ИСХОДНЫЙ ТЕКСТ:
◇ ◇ ◇ ◇ ◇ ◇ ◇

Не знаю, как у вас, а у меня виртуальный пьедестал почета приобрел следующий вид: 1. Акунин. 2. Улицкая. 3. Шишкин. Таково, мне кажется, соотношение трех этих знаковых литературных фигур и на поле современного литературного процесса, и в широком историко-культурном плане. Если сравнить Акунина с его предшественниками в области масскульта, то наш современник явно превосходит и Анатолия Иванова, и Юлиана Семенова, и Валентина Пикуля, не бледнеет он и на фоне еще более далеких литпредков — Всеволода Крестовского или даже самого автора «Ивана Выжигина». Улицкая не уступит ни ведущим беллетристам-шестидесятникам вроде Дудинцева и Тендрякова, ни, скажем, Помяловскому и Эртелю. При всей же симпатии к Михаилу Шишкину его в элитарной категории не поставишь на одну доску не только с гениальными Булгаковым и Набоковым, но и с блестящими модернистами поколения Аксенова, Битова и Маканина.
Так уж получилось объективно, что элитарная проза сегодня обладает наименьшим коэффициентом динамичности — и в плане композиционной организации текста, и в плане литературной тактики. От кого из элитарных прозаиков ждать сюрпризов? Почти про каждого из них мы можем с достаточной степенью уверенности предположить, что он сохранит верность себе прежнему, что и дальше будет писать примерно одно и то же. А лидер отечественного масскульта то вдруг серию детективов прорежет полетом «Чайки», то замахнется «на Вильяма нашего Шекспира». Кто из элитарных прозаиков может похвалиться аналогичной дерзостью, да и к какому из бонтонных романов и повестей последнего времени применимо само слово «дерзость»?
Произведениям Акунина суждена недолгая жизнь — тут двух мнений быть не может. Но в данном случае показательны не тексты, а социокультурные закономерности, за ними стоящие.
Итак:
Будучи равнодушен к детективу как таковому, не мог я включиться во всенародный разговор о сравнительных достоинствах «Коронации» и «Статского советника», о снижении занимательности в «Любовнике(це) смерти» и проч. А вот «Внеклассное чтение» дало пищу для размышлений. Это роман масскультовый по языку, но элитарный по жанру: двуплановое, как и в «Алтын-Толобасе», повествование с переходом из эпохи в эпоху, ироническая дистанция между автором и персонажами, наличие прозрачных и необременительных для читательского сознания литературных цитат и реминисценций.

◇ ◇ ◇ ◇ ◇ ◇ ◇

ВХОДНЫЕ ДАННЫЕ:
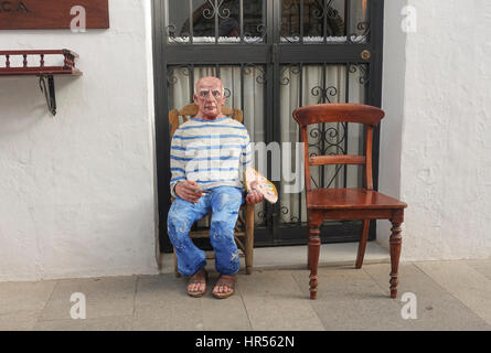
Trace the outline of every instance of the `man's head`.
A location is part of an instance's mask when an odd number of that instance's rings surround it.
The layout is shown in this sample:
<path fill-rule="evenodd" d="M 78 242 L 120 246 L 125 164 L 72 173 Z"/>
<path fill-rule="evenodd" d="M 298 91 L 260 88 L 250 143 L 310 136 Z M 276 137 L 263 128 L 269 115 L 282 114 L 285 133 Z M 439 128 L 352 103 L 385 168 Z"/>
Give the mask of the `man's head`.
<path fill-rule="evenodd" d="M 222 107 L 225 104 L 224 86 L 220 78 L 203 77 L 196 83 L 194 103 L 199 113 L 196 118 L 214 120 L 222 117 Z"/>

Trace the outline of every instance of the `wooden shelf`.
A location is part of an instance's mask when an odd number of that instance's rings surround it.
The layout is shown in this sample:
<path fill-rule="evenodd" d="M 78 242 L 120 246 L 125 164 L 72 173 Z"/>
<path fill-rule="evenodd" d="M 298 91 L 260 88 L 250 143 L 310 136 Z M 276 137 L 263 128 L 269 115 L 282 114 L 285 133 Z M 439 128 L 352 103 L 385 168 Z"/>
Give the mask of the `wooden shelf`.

◇ ◇ ◇ ◇ ◇ ◇ ◇

ЧТО НУЖНО СДЕЛАТЬ:
1. Перепишите фрагмент исходного текста от «Произведениям Акунина суждена» и вниз до «цитат и реминисценций.», поставив «текст» вместо «роман».
2. Изложите исходный текст в двух предложениях.

ОТВЕТЫ ПО ЗАДАЧАМ:
1.
Произведениям Акунина суждена недолгая жизнь — тут двух мнений быть не может. Но в данном случае показательны не тексты, а социокультурные закономерности, за ними стоящие.
Итак:
Будучи равнодушен к детективу как таковому, не мог я включиться во всенародный разговор о сравнительных достоинствах «Коронации» и «Статского советника», о снижении занимательности в «Любовнике(це) смерти» и проч. А вот «Внеклассное чтение» дало пищу для размышлений. Это текст масскультовый по языку, но элитарный по жанру: двуплановое, как и в «Алтын-Толобасе», повествование с переходом из эпохи в эпоху, ироническая дистанция между автором и персонажами, наличие прозрачных и необременительных для читательского сознания литературных цитат и реминисценций.

2. Автор выстраивает воображаемый пьедестал в порядке «Акунин, Улицкая, Шишкин»: Акунин превосходит своих предшественников в масскульте, Улицкая не уступит беллетристам-шестидесятникам, а Шишкина нельзя поставить на одну доску с Булгаковым, Набоковым и модернистами поколения Аксенова, Битова и Маканина. Элитарная проза сегодня наименее динамична, и от нее не ждут сюрпризов, тогда как лидер отечественного масскульта проявляет дерзость, а его «Внеклассное чтение» названо романом масскультовым по языку, но элитарным по жанру.